» **DESCRIPTION OF THE TASK**:
Reproduce verbatim the lines of the listing below, starting at the line that contains "target: green foliage outside" and ending at the line that contains "[[[214,84],[210,87],[210,90],[221,90],[221,84]]]", with both of those lines included.

# start of DATA TO USE

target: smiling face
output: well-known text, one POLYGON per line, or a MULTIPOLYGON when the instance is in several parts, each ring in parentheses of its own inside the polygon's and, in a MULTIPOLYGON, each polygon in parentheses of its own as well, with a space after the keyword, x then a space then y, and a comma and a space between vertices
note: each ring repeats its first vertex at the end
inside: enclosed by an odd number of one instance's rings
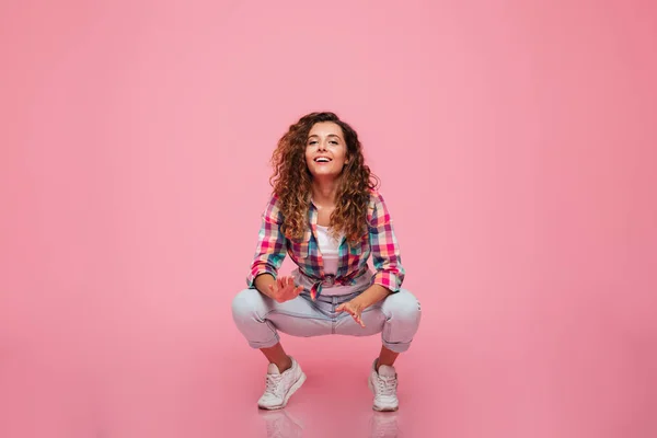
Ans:
POLYGON ((306 142, 306 164, 313 178, 336 178, 348 162, 342 128, 333 122, 314 124, 306 142))

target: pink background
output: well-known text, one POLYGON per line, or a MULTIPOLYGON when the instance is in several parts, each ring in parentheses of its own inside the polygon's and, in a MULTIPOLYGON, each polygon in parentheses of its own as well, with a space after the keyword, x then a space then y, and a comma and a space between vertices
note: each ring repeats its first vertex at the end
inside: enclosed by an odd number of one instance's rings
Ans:
MULTIPOLYGON (((657 436, 656 19, 2 2, 0 436, 266 436, 229 304, 275 142, 318 110, 362 137, 423 302, 404 436, 657 436)), ((379 338, 285 339, 303 436, 366 436, 379 338)))

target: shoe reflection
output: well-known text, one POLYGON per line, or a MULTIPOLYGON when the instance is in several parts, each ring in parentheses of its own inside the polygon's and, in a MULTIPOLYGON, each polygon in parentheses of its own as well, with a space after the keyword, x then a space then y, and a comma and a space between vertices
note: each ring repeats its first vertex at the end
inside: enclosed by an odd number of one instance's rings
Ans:
POLYGON ((300 438, 303 428, 301 423, 285 408, 276 411, 258 411, 267 428, 267 438, 300 438))
POLYGON ((369 438, 400 438, 396 412, 372 413, 369 438))

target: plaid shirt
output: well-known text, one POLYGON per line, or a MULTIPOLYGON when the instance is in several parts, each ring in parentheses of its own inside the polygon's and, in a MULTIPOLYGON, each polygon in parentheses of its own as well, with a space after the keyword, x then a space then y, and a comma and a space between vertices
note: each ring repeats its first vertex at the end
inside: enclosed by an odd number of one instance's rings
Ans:
POLYGON ((360 243, 349 246, 343 237, 338 246, 338 265, 335 276, 324 274, 322 254, 318 246, 318 209, 310 204, 308 223, 301 240, 289 240, 280 231, 283 214, 278 207, 278 197, 273 195, 262 215, 258 242, 246 277, 249 288, 255 288, 255 277, 270 274, 276 278, 286 253, 299 267, 299 272, 315 283, 310 290, 314 299, 322 292, 322 286, 354 285, 356 278, 369 270, 368 258, 372 255, 376 273, 371 284, 381 285, 397 292, 404 280, 400 247, 393 231, 390 212, 383 197, 372 191, 367 214, 369 232, 360 243))

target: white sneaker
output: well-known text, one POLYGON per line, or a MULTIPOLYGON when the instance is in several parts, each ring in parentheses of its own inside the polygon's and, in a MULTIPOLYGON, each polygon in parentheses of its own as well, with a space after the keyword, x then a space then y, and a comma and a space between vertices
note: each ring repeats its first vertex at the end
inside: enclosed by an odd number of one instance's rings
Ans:
POLYGON ((369 389, 374 394, 374 411, 396 411, 400 401, 396 397, 397 377, 394 367, 382 365, 377 372, 377 360, 372 364, 370 377, 367 381, 369 389))
POLYGON ((257 405, 263 410, 280 410, 285 407, 290 396, 303 384, 306 374, 301 367, 290 357, 292 366, 285 370, 283 374, 275 364, 267 367, 267 377, 265 379, 265 393, 257 401, 257 405))

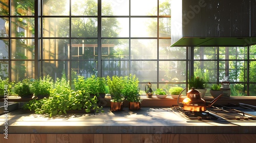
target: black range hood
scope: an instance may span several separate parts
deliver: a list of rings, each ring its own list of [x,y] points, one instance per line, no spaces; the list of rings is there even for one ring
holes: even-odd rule
[[[171,46],[256,44],[255,0],[172,0]]]

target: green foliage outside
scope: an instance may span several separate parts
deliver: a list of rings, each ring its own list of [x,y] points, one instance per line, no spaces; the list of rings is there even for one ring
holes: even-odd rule
[[[32,83],[32,90],[35,96],[50,95],[53,87],[52,78],[49,75],[35,80]]]
[[[166,92],[162,88],[157,88],[155,91],[155,94],[158,95],[166,95]]]
[[[14,92],[20,97],[30,97],[33,94],[31,89],[32,83],[28,79],[24,79],[22,81],[15,84]]]
[[[214,84],[210,87],[210,90],[221,90],[221,84]]]
[[[169,93],[172,95],[179,95],[183,90],[180,87],[172,87],[169,89]]]

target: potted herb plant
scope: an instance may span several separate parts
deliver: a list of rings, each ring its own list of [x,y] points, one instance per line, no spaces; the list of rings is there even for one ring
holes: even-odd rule
[[[9,79],[2,80],[0,77],[0,98],[8,96],[11,90],[11,85],[9,83]]]
[[[123,77],[113,76],[112,79],[108,76],[106,83],[112,99],[110,100],[110,110],[112,111],[122,111],[124,97],[122,94],[123,88]]]
[[[221,84],[212,84],[210,87],[210,93],[214,98],[222,94],[223,91],[221,90]]]
[[[165,98],[167,97],[166,92],[162,88],[157,88],[155,91],[155,94],[159,99]]]
[[[74,80],[74,83],[76,90],[82,90],[92,97],[96,96],[104,98],[107,92],[106,81],[104,77],[95,77],[95,75],[92,75],[86,79],[84,77],[79,76],[77,79]]]
[[[15,84],[14,93],[22,99],[32,98],[33,93],[31,86],[31,82],[27,79],[24,79]]]
[[[50,76],[40,78],[32,82],[32,91],[38,99],[48,98],[53,86],[52,78]]]
[[[99,98],[104,98],[108,92],[106,87],[106,81],[104,77],[97,77],[96,79],[97,83],[97,92]]]
[[[177,99],[183,88],[180,87],[172,87],[169,89],[170,96],[174,99]]]
[[[139,82],[139,80],[135,75],[132,76],[130,74],[129,76],[125,76],[123,78],[122,93],[126,100],[129,102],[129,107],[130,110],[138,110],[141,106],[140,89],[138,88]]]
[[[204,97],[207,89],[206,82],[202,78],[199,77],[192,77],[188,82],[189,89],[194,87],[200,92],[201,98]]]

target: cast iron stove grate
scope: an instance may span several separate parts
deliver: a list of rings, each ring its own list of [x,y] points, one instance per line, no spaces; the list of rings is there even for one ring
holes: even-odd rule
[[[183,110],[177,105],[173,105],[173,109],[185,118],[192,121],[218,121],[220,118],[208,111],[192,112]]]

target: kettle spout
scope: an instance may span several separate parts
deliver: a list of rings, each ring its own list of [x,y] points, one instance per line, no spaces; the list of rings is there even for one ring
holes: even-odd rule
[[[186,89],[187,88],[185,88],[182,91],[181,91],[181,92],[180,92],[180,94],[179,95],[179,97],[178,97],[178,99],[177,99],[177,105],[180,107],[183,107],[183,104],[182,103],[179,103],[179,99],[180,99],[180,97],[181,96],[181,93]]]
[[[214,104],[214,103],[215,103],[215,102],[216,102],[216,101],[217,101],[217,100],[218,100],[220,97],[221,97],[221,96],[222,96],[222,95],[223,95],[223,94],[221,94],[219,96],[218,96],[216,99],[215,99],[214,100],[212,100],[211,102],[207,103],[206,106],[208,107],[211,106],[211,105],[212,105],[212,104]]]

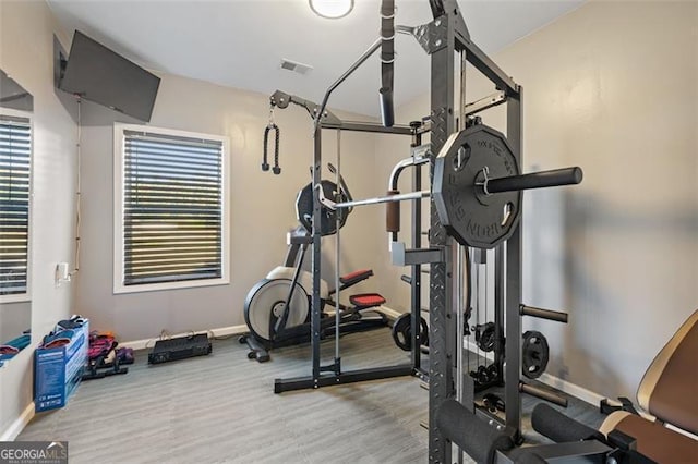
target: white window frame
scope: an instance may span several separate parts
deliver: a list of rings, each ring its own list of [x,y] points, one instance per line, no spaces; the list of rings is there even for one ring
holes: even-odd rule
[[[0,108],[0,119],[2,115],[11,118],[23,118],[29,124],[29,223],[27,224],[26,240],[26,292],[12,295],[0,295],[0,303],[28,303],[32,301],[32,223],[34,222],[34,118],[29,111]]]
[[[124,131],[149,132],[174,137],[202,138],[217,141],[222,144],[222,229],[221,229],[221,277],[216,279],[201,279],[179,282],[144,283],[137,285],[123,284],[124,269],[124,237],[123,237],[123,171],[124,171]],[[141,293],[164,290],[192,289],[198,286],[226,285],[230,283],[230,142],[226,136],[179,131],[172,129],[154,127],[139,124],[113,124],[113,293]]]

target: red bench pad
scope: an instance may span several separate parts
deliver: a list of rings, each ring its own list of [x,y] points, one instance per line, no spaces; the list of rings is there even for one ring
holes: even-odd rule
[[[377,293],[360,293],[358,295],[349,296],[349,302],[358,308],[370,308],[373,306],[381,306],[385,303],[383,295]]]

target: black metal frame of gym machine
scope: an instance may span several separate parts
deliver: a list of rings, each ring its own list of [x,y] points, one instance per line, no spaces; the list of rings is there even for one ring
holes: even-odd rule
[[[497,88],[497,91],[481,100],[474,101],[465,107],[465,117],[474,114],[496,105],[507,103],[507,141],[509,142],[515,156],[520,166],[520,100],[521,87],[507,76],[477,45],[470,40],[465,21],[455,0],[430,0],[430,5],[434,20],[425,25],[416,27],[412,30],[420,45],[431,54],[431,151],[437,154],[445,144],[447,137],[455,131],[455,112],[453,102],[455,98],[455,56],[456,52],[465,54],[465,58],[485,77],[488,77]],[[342,122],[329,111],[325,110],[325,105],[329,95],[337,88],[353,71],[356,71],[371,54],[381,46],[381,39],[376,40],[350,68],[345,72],[326,91],[323,103],[317,106],[311,101],[288,96],[280,91],[272,96],[273,105],[286,108],[289,102],[304,107],[315,120],[314,125],[314,147],[313,147],[313,184],[321,182],[322,166],[322,130],[333,129],[340,131],[374,132],[386,134],[405,134],[418,136],[418,131],[408,126],[385,127],[380,124],[362,122]],[[318,115],[318,111],[322,115]],[[413,142],[414,144],[414,142]],[[433,159],[431,160],[430,178],[433,176]],[[420,188],[420,170],[413,173],[416,188]],[[417,204],[418,202],[414,202]],[[313,222],[320,223],[321,202],[318,192],[315,190]],[[418,207],[413,207],[418,209]],[[374,380],[388,377],[407,375],[421,375],[419,333],[417,325],[420,317],[420,285],[421,285],[421,264],[430,264],[430,461],[443,462],[446,459],[447,442],[443,434],[438,430],[435,422],[435,412],[443,401],[453,398],[455,394],[454,369],[458,362],[456,351],[456,325],[450,321],[449,313],[453,305],[453,259],[452,253],[456,246],[444,225],[441,223],[437,211],[431,206],[431,228],[430,228],[430,249],[406,251],[406,262],[412,266],[412,356],[410,365],[398,365],[390,367],[360,369],[342,373],[340,359],[335,359],[330,366],[321,366],[320,355],[320,257],[321,257],[321,234],[318,231],[312,233],[312,274],[313,274],[313,296],[311,313],[311,345],[312,345],[312,374],[309,377],[291,379],[276,379],[275,392],[320,388],[332,384]],[[417,219],[412,221],[413,237],[419,240],[421,235],[421,221],[419,211]],[[414,218],[413,218],[414,219]],[[413,239],[412,245],[418,248],[419,243]],[[503,339],[502,320],[506,318],[505,337],[509,340],[520,339],[520,314],[519,302],[521,301],[520,277],[521,277],[521,232],[520,227],[506,242],[506,246],[500,245],[495,251],[497,262],[497,274],[495,279],[495,312],[497,323],[496,343]],[[442,259],[434,262],[433,256],[441,256]],[[506,279],[502,269],[506,265]],[[506,290],[505,290],[506,285]],[[417,302],[417,304],[416,304]],[[500,350],[495,350],[501,352]],[[506,408],[505,425],[520,430],[520,401],[519,401],[519,373],[520,373],[520,344],[507,343],[505,347],[507,359],[504,373],[505,402],[509,405]],[[501,359],[496,361],[503,364]],[[464,382],[472,386],[472,379],[466,374]],[[473,388],[466,388],[469,398],[464,398],[464,404],[473,404]],[[468,394],[468,393],[466,393]],[[516,405],[516,407],[512,407]],[[471,406],[472,407],[472,406]]]
[[[521,87],[504,73],[471,40],[460,10],[455,0],[430,0],[434,21],[424,26],[422,47],[431,54],[431,121],[432,152],[437,154],[455,131],[454,75],[456,52],[465,53],[465,59],[504,93],[500,102],[506,102],[506,136],[521,163]],[[433,163],[431,175],[433,175]],[[502,340],[502,323],[506,319],[505,337],[519,341],[521,323],[519,303],[521,301],[521,221],[505,244],[495,249],[495,325],[498,333],[495,343]],[[442,224],[434,204],[431,206],[430,246],[446,251],[457,248]],[[452,254],[445,253],[445,256]],[[506,267],[506,279],[503,268]],[[456,353],[457,327],[453,323],[450,308],[453,300],[453,261],[435,262],[430,266],[430,386],[429,386],[429,461],[450,460],[450,442],[440,429],[436,413],[444,401],[455,396],[455,363],[460,362]],[[504,315],[504,318],[502,318]],[[501,347],[500,347],[501,349]],[[495,349],[500,352],[501,350]],[[506,343],[504,369],[505,426],[520,430],[521,410],[519,399],[519,375],[521,363],[520,343]],[[466,386],[462,404],[474,407],[473,380],[465,374],[460,379]]]
[[[462,60],[472,64],[492,84],[496,91],[483,99],[469,105],[464,105],[464,115],[467,118],[479,111],[501,103],[507,103],[507,141],[521,166],[521,87],[516,84],[504,71],[502,71],[477,45],[470,40],[465,21],[460,15],[456,0],[430,0],[430,7],[434,20],[425,25],[416,28],[407,28],[413,35],[422,48],[431,56],[431,160],[430,160],[430,184],[433,181],[434,154],[438,154],[448,136],[456,130],[456,113],[454,111],[455,101],[455,57],[460,53]],[[406,32],[402,28],[400,32]],[[314,147],[313,147],[313,185],[321,182],[322,164],[322,130],[333,129],[340,131],[360,131],[386,134],[412,135],[412,145],[419,143],[421,134],[417,126],[390,126],[361,122],[342,122],[329,111],[325,110],[329,95],[371,54],[381,46],[381,39],[376,40],[351,66],[345,72],[325,93],[323,102],[317,106],[298,97],[288,96],[277,91],[272,96],[272,103],[286,108],[293,102],[305,107],[314,124]],[[390,96],[392,98],[392,96]],[[423,132],[423,131],[422,131]],[[414,187],[419,188],[421,179],[420,170],[416,169],[413,174]],[[468,373],[462,373],[461,379],[455,379],[455,371],[458,363],[462,363],[461,355],[457,353],[458,346],[458,323],[453,308],[458,295],[454,295],[454,261],[458,253],[458,244],[448,236],[446,229],[442,224],[436,208],[432,202],[430,220],[430,247],[421,248],[418,240],[421,235],[421,221],[417,210],[418,202],[413,203],[413,211],[417,217],[412,221],[413,249],[401,251],[401,258],[394,261],[402,261],[412,266],[412,356],[411,364],[377,367],[370,369],[359,369],[353,371],[341,371],[340,359],[336,358],[329,366],[321,365],[320,354],[320,322],[321,322],[321,298],[320,298],[320,265],[321,265],[321,233],[312,232],[312,276],[313,296],[311,312],[311,345],[312,345],[312,374],[308,377],[291,379],[276,379],[275,392],[299,390],[306,388],[320,388],[332,384],[358,382],[389,377],[418,375],[425,378],[420,368],[420,341],[417,338],[420,319],[419,289],[421,285],[422,264],[430,265],[430,407],[429,407],[429,459],[431,462],[445,462],[450,456],[450,442],[440,430],[436,422],[436,412],[442,403],[456,395],[456,380],[461,382],[462,396],[460,401],[471,412],[474,408],[474,386]],[[322,202],[320,190],[314,188],[313,223],[320,223]],[[521,365],[521,322],[522,314],[534,314],[527,312],[520,305],[521,302],[521,229],[520,223],[510,237],[495,248],[495,363],[500,366],[498,379],[505,386],[505,411],[504,426],[515,430],[515,440],[520,439],[521,405],[520,391],[528,391],[538,396],[554,401],[554,395],[546,395],[531,386],[526,386],[520,381]],[[417,237],[417,239],[414,239]],[[400,252],[398,251],[397,254]],[[506,272],[506,276],[505,276]],[[416,304],[417,302],[417,304]],[[552,314],[552,313],[551,313]],[[547,317],[545,317],[547,318]],[[552,318],[552,317],[551,317]],[[506,320],[506,323],[504,321]],[[505,331],[503,334],[502,332]],[[506,343],[502,346],[503,340],[518,341],[518,343]],[[502,352],[504,351],[504,356]],[[506,365],[504,365],[506,358]]]
[[[397,134],[397,135],[411,135],[412,146],[419,145],[421,142],[421,134],[423,129],[418,125],[395,125],[392,127],[385,127],[377,123],[371,122],[356,122],[356,121],[342,121],[329,110],[325,109],[325,105],[329,95],[337,88],[353,71],[356,71],[365,60],[368,60],[381,46],[381,39],[377,39],[350,68],[345,72],[326,91],[324,101],[321,106],[305,100],[303,98],[285,94],[280,90],[275,91],[270,97],[273,106],[278,108],[286,108],[289,103],[294,103],[305,108],[311,118],[315,121],[313,129],[313,185],[320,185],[322,180],[321,167],[322,167],[322,131],[323,130],[337,130],[337,131],[352,131],[352,132],[372,132],[382,134]],[[322,117],[317,117],[318,112]],[[421,188],[421,172],[419,169],[414,169],[413,173],[413,186]],[[314,188],[314,202],[313,202],[313,224],[321,223],[322,205],[318,198],[318,190]],[[413,206],[416,217],[419,219],[420,208],[419,202],[414,202]],[[419,246],[417,241],[421,236],[421,220],[413,221],[412,234],[414,246]],[[320,295],[320,266],[321,266],[321,240],[322,235],[318,230],[313,228],[312,234],[312,268],[313,276],[313,295],[311,303],[311,358],[312,358],[312,371],[310,376],[275,379],[274,392],[282,393],[285,391],[302,390],[310,388],[320,388],[341,383],[352,383],[366,380],[377,380],[392,377],[401,376],[418,376],[422,379],[426,378],[425,370],[421,367],[421,352],[419,331],[412,330],[412,343],[411,355],[409,364],[399,364],[394,366],[372,367],[365,369],[356,370],[341,370],[341,358],[335,358],[333,364],[328,366],[322,365],[322,356],[320,352],[321,344],[321,312],[322,301]],[[412,294],[412,327],[419,327],[420,314],[420,285],[421,285],[421,266],[412,266],[412,279],[410,282]]]

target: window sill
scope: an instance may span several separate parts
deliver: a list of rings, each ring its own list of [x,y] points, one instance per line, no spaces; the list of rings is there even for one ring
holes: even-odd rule
[[[168,283],[145,283],[141,285],[115,285],[113,294],[129,294],[129,293],[144,293],[144,292],[160,292],[168,290],[186,290],[197,289],[201,286],[217,286],[228,285],[230,279],[206,279],[200,281],[184,281],[184,282],[168,282]]]

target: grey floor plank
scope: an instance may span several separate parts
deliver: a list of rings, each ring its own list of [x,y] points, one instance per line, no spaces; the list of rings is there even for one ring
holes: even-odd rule
[[[408,362],[387,329],[341,338],[344,369]],[[323,344],[328,362],[334,342]],[[274,394],[274,379],[310,374],[310,347],[260,364],[237,338],[212,355],[83,382],[63,410],[37,414],[17,440],[68,440],[80,463],[424,463],[428,392],[404,377]],[[530,411],[534,401],[526,400]],[[578,414],[590,406],[575,404]],[[589,417],[587,417],[589,419]],[[527,431],[527,437],[531,435]],[[533,440],[540,437],[531,435]]]

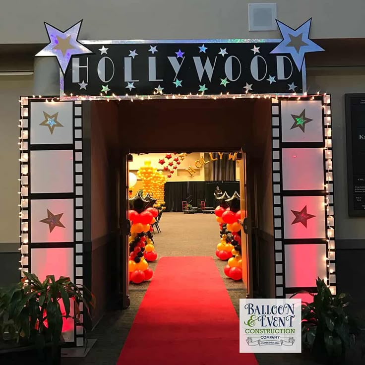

# end of DATA TO USE

» **EXERCISE SOLUTION**:
target: green foliage outside
scope: an instance may span several separate parts
deliver: a list of rings, each ring its own list of [x,y] points, one instance per line, no spaces; the list of rings is there even for one ring
holes: even-odd rule
[[[32,83],[32,90],[35,96],[50,95],[53,87],[52,78],[49,75],[35,80]]]
[[[166,92],[162,88],[157,88],[155,91],[155,94],[158,95],[166,95]]]
[[[14,92],[20,97],[30,97],[33,94],[31,89],[32,83],[28,79],[24,79],[22,81],[15,84]]]
[[[214,84],[210,87],[210,90],[221,90],[221,84]]]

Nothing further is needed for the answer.